### MATERIALS PROVIDED
__________
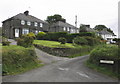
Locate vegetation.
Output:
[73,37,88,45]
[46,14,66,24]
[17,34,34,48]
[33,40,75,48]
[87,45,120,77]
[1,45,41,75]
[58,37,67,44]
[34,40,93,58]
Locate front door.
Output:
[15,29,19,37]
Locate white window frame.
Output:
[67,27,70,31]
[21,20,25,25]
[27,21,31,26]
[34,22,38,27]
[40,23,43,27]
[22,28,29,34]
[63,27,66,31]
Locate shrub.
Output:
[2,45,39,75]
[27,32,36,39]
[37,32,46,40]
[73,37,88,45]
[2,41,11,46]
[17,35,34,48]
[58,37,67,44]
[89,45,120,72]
__________
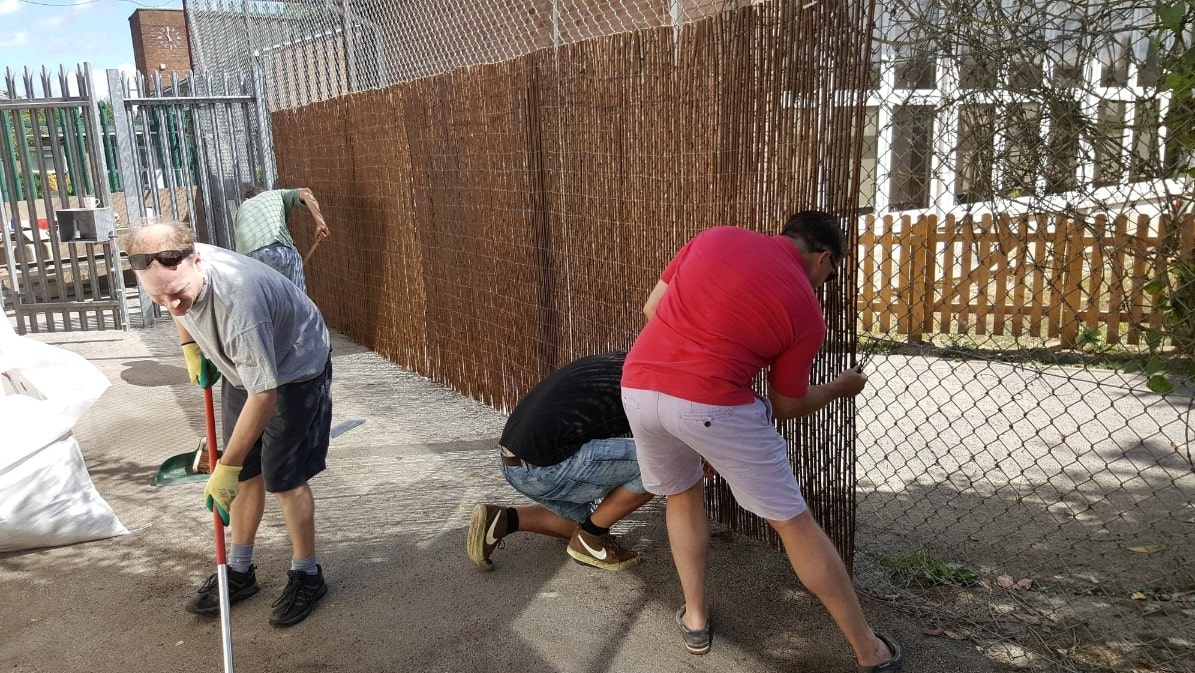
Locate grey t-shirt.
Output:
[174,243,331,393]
__________
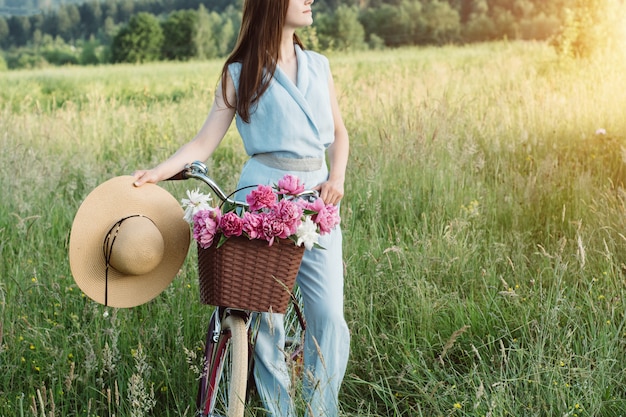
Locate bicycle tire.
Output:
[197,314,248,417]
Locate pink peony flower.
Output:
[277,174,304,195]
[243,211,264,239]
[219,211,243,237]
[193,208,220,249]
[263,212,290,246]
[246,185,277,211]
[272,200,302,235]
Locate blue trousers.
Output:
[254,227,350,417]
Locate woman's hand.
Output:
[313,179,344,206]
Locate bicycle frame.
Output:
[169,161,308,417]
__________
How many lines in the items above contain the string "bicycle"? Case counts. Reply with the number alone.

### FINISHED TASK
2